YOUR INSTRUCTIONS
Copy out the lines from the start of the records through the line that contains "negative clicks: (1070, 311)", including both ends.

Records from a dataset:
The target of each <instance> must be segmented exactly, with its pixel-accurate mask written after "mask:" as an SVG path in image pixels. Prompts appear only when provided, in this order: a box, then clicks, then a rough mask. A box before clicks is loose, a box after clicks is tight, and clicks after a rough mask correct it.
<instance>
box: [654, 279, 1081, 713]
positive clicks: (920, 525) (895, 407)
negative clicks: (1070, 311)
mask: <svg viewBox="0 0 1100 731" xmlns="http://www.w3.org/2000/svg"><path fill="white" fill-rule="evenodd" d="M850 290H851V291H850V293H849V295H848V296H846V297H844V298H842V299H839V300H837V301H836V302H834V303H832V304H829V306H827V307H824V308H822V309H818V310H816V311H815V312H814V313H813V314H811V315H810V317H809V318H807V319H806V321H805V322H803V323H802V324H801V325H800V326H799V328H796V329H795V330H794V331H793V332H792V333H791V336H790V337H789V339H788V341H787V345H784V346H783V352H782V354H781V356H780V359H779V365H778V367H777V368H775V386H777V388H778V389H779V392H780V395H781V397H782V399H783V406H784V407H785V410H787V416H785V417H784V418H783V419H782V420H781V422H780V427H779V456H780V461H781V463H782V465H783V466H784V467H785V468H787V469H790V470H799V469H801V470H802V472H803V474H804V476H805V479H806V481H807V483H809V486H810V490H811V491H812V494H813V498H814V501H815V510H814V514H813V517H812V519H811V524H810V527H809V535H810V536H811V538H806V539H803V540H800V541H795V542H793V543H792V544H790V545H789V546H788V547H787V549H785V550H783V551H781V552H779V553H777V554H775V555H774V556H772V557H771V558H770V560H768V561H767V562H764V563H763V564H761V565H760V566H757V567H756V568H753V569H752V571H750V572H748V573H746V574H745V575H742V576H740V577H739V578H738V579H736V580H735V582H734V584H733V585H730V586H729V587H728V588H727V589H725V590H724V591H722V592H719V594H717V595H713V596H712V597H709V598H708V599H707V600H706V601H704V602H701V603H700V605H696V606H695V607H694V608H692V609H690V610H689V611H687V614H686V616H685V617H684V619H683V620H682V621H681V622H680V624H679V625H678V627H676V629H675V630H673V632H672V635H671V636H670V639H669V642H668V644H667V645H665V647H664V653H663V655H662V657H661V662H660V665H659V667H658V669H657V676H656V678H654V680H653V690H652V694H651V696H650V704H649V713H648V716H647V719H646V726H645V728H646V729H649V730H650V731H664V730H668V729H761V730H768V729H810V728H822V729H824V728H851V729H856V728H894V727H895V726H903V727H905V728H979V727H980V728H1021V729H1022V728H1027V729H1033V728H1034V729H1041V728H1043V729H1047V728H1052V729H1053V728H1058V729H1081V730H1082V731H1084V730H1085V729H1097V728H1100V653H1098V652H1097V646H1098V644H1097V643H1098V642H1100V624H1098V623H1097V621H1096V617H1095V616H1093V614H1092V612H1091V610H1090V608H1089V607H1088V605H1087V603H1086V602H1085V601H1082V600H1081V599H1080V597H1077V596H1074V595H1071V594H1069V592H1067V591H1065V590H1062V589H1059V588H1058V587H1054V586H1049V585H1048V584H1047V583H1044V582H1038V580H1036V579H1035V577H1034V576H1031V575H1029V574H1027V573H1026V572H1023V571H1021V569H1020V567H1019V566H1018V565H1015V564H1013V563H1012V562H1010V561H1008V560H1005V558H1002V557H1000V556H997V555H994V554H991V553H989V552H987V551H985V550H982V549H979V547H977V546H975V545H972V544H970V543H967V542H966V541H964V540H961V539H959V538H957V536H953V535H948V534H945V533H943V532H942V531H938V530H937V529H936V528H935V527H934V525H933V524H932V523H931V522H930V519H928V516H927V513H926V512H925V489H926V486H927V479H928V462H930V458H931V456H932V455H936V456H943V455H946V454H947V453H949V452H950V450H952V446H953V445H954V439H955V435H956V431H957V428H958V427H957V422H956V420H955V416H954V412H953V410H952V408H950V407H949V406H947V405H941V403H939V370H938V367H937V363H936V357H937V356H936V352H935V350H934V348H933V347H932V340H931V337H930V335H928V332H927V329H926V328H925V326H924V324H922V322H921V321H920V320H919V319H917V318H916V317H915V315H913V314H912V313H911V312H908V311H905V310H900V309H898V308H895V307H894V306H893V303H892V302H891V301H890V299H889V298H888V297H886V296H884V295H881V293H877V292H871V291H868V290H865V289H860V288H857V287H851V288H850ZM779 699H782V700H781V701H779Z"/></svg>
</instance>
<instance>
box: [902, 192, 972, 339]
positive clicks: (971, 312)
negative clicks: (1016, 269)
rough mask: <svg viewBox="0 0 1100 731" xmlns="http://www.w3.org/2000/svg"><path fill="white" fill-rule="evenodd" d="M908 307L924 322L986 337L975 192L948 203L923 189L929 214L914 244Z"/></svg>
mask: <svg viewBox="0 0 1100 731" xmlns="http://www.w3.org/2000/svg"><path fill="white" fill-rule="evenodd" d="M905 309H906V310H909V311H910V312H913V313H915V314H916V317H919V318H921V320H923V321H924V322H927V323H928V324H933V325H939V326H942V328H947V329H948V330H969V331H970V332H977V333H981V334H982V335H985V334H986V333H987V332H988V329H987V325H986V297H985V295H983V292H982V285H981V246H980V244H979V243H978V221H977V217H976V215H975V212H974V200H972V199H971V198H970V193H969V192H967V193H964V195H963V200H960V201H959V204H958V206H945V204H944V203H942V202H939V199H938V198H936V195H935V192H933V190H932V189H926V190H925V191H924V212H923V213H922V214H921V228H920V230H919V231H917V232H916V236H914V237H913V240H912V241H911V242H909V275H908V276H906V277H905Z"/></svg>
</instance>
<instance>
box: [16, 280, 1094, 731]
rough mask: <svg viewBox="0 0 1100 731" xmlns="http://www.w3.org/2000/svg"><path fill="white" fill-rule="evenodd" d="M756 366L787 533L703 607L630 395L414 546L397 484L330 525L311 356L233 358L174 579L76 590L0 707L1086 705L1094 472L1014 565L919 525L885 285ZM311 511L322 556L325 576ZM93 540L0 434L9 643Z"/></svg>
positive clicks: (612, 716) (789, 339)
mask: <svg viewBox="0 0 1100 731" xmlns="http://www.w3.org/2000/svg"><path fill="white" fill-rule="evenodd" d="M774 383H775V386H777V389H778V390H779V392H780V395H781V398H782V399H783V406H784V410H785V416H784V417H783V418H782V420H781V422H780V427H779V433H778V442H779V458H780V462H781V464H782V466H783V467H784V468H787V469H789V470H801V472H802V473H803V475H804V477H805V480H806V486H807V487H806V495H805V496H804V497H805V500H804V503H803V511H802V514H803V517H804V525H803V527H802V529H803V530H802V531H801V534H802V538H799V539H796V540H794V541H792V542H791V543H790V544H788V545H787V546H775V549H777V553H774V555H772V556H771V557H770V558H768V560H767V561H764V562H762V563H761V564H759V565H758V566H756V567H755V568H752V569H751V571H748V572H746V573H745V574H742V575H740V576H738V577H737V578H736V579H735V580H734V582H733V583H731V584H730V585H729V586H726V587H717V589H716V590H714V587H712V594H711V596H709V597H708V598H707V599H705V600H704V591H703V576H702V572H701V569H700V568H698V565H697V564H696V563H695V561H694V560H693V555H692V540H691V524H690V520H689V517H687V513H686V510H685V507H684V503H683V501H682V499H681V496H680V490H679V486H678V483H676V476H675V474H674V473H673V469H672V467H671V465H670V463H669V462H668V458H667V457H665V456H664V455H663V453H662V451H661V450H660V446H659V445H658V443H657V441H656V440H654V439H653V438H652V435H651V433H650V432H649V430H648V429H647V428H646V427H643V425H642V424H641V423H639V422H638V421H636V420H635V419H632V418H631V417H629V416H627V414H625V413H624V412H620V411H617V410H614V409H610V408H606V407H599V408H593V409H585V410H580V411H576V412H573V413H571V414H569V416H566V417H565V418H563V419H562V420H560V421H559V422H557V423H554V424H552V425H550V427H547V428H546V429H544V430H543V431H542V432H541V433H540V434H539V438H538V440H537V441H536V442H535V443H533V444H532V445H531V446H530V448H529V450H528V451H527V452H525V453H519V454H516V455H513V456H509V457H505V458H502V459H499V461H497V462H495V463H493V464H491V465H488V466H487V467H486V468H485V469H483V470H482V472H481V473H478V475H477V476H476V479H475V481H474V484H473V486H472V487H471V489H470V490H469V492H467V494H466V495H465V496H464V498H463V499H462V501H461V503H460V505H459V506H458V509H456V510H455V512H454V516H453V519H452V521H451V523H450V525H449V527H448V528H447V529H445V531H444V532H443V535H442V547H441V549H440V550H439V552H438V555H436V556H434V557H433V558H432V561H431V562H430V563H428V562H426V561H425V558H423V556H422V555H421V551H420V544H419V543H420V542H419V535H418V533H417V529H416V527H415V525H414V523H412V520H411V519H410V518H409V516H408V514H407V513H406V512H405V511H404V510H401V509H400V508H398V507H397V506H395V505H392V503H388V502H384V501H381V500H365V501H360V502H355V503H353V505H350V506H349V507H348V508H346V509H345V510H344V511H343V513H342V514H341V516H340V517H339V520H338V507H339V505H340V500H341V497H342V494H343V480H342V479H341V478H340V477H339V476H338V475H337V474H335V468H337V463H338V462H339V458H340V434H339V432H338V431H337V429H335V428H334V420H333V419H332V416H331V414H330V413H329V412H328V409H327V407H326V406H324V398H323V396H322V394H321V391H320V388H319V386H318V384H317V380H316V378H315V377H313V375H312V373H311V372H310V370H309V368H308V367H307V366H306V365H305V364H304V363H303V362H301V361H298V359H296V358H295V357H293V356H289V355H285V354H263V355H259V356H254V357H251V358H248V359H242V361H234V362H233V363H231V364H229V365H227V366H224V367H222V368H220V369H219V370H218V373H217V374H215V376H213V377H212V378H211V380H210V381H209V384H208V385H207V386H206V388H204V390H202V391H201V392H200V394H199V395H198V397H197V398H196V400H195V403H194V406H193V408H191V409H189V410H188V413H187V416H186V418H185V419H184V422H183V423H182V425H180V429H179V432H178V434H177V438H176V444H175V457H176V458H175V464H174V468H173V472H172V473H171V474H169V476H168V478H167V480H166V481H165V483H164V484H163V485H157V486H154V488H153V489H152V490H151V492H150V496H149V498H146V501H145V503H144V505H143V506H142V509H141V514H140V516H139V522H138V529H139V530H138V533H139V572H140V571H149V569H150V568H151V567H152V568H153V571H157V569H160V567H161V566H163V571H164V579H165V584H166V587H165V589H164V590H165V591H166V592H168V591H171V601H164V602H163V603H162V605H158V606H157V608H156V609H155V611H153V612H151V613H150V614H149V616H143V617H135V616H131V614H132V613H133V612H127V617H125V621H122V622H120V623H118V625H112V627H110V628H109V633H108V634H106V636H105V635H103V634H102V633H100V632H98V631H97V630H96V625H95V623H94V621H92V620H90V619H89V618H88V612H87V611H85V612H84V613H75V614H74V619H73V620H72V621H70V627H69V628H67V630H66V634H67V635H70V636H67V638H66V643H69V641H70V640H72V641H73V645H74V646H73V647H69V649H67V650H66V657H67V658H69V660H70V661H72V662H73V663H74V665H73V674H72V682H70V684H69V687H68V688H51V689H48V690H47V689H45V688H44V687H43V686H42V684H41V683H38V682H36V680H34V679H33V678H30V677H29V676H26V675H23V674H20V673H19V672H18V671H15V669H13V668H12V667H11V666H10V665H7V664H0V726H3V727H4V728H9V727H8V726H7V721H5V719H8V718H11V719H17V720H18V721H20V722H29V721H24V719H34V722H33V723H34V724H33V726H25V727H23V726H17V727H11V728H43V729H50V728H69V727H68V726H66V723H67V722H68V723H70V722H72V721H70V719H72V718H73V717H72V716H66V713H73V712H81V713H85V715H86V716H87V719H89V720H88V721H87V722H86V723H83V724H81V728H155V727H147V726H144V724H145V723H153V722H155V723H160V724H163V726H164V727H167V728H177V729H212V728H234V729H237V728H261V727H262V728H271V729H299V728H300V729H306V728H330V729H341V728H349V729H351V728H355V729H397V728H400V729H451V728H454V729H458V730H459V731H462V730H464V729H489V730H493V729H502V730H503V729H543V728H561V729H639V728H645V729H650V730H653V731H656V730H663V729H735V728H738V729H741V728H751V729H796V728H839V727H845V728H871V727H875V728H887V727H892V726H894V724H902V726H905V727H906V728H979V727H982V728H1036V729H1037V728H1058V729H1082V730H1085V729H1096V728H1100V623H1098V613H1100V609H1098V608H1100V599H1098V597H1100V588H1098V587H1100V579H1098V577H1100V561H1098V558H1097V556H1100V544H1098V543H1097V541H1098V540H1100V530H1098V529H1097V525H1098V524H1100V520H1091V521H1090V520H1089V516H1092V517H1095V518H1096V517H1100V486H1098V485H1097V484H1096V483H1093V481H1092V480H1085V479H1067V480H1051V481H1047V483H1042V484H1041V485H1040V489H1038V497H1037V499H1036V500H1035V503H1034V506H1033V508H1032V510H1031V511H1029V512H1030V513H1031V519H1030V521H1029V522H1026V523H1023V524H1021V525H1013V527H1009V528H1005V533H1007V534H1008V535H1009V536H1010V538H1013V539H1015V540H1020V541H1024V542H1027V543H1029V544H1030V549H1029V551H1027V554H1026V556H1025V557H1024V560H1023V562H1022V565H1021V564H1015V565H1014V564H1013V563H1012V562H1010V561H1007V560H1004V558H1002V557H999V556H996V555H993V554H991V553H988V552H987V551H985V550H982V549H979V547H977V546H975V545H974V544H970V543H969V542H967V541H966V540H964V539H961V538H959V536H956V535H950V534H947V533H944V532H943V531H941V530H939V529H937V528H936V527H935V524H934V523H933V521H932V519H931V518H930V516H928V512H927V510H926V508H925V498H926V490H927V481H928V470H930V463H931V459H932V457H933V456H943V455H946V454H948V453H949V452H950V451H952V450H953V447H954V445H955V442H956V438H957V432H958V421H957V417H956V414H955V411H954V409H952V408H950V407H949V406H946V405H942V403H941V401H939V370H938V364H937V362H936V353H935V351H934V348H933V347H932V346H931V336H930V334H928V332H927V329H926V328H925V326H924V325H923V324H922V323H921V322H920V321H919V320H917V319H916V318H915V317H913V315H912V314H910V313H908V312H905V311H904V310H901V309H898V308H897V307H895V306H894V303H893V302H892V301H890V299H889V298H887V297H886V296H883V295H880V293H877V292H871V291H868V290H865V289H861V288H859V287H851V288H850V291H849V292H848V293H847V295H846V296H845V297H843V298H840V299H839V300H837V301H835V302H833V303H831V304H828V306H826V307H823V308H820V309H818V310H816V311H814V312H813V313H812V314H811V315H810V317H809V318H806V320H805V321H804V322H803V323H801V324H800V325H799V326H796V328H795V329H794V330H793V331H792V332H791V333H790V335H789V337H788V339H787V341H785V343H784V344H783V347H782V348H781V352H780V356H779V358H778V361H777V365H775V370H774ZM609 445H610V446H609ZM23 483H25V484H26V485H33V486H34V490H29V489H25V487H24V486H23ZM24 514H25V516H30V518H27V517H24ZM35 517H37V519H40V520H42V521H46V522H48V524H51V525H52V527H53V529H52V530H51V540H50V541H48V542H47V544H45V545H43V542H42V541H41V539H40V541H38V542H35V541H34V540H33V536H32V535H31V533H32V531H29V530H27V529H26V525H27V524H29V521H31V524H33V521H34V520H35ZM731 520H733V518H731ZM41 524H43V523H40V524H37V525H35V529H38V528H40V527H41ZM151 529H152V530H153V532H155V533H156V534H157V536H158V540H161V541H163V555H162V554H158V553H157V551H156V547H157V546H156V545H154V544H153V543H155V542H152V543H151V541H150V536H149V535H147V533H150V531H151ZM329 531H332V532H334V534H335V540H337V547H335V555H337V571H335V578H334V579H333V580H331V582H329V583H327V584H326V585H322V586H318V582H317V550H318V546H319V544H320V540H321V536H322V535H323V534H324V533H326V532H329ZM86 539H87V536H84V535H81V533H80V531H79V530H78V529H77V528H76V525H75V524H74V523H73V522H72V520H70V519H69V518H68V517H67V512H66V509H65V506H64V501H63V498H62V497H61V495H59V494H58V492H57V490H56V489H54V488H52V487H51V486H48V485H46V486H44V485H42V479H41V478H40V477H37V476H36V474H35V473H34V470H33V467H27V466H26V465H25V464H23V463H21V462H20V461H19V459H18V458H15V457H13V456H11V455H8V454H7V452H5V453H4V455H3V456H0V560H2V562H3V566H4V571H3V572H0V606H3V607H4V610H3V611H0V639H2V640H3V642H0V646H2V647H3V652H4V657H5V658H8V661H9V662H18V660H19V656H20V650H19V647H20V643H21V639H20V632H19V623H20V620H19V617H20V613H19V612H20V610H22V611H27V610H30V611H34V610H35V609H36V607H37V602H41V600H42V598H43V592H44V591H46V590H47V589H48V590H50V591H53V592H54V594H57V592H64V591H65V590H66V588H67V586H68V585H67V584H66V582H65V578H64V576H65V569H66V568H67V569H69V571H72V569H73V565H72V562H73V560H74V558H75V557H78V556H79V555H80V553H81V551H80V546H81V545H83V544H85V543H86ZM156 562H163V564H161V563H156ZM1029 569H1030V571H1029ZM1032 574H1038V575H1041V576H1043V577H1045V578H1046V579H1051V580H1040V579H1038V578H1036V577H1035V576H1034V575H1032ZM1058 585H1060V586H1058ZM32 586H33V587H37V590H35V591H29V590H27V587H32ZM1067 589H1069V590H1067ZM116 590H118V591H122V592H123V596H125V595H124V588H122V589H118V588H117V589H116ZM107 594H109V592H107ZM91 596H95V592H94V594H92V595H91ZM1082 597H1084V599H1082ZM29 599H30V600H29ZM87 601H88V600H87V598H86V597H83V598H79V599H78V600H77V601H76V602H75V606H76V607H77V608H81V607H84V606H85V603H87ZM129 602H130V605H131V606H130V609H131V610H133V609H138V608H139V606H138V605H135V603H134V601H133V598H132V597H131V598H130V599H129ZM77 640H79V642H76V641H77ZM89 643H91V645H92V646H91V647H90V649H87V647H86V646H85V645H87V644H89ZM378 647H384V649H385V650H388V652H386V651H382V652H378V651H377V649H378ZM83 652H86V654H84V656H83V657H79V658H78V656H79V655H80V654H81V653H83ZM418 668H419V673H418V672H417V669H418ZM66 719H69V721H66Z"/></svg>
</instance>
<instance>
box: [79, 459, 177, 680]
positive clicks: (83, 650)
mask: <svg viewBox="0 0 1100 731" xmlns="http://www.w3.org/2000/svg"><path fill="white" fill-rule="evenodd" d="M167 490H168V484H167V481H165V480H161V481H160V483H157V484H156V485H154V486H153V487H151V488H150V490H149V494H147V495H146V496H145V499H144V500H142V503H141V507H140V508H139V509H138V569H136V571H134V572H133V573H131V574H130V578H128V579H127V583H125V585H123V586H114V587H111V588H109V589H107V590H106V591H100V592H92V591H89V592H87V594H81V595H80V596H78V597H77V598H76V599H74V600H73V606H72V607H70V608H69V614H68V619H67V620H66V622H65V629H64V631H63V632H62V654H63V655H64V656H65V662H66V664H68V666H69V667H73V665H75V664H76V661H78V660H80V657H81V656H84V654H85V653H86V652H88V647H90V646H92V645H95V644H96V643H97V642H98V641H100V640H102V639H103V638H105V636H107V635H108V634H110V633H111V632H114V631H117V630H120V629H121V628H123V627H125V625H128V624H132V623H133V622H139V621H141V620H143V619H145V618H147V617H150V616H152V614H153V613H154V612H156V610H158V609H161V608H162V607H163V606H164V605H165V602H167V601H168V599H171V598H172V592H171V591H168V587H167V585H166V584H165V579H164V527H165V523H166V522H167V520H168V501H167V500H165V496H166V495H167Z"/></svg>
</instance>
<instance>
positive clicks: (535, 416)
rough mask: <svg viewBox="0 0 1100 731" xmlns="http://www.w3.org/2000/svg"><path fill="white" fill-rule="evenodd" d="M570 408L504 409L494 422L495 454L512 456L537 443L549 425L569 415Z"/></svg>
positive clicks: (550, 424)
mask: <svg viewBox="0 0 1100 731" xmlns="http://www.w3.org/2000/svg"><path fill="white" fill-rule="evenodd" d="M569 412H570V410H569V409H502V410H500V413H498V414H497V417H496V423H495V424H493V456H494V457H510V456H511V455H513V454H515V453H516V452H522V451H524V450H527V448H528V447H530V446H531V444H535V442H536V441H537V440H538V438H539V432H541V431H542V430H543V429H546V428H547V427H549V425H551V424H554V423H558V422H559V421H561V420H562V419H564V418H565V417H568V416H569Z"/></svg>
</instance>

ANSWER SPACE
The target of each <instance> must be segmented exactly, with its pixel-accurate mask written after "mask:" as an SVG path in image pixels. Prompts appear only when provided, in this order: a box, then clicks, then a rough mask. A box before clicks is loose, a box after clicks is tight, and clicks after a rough mask correct it.
<instance>
box: [654, 279, 1081, 713]
positive clicks: (920, 525) (895, 407)
negative clicks: (1070, 311)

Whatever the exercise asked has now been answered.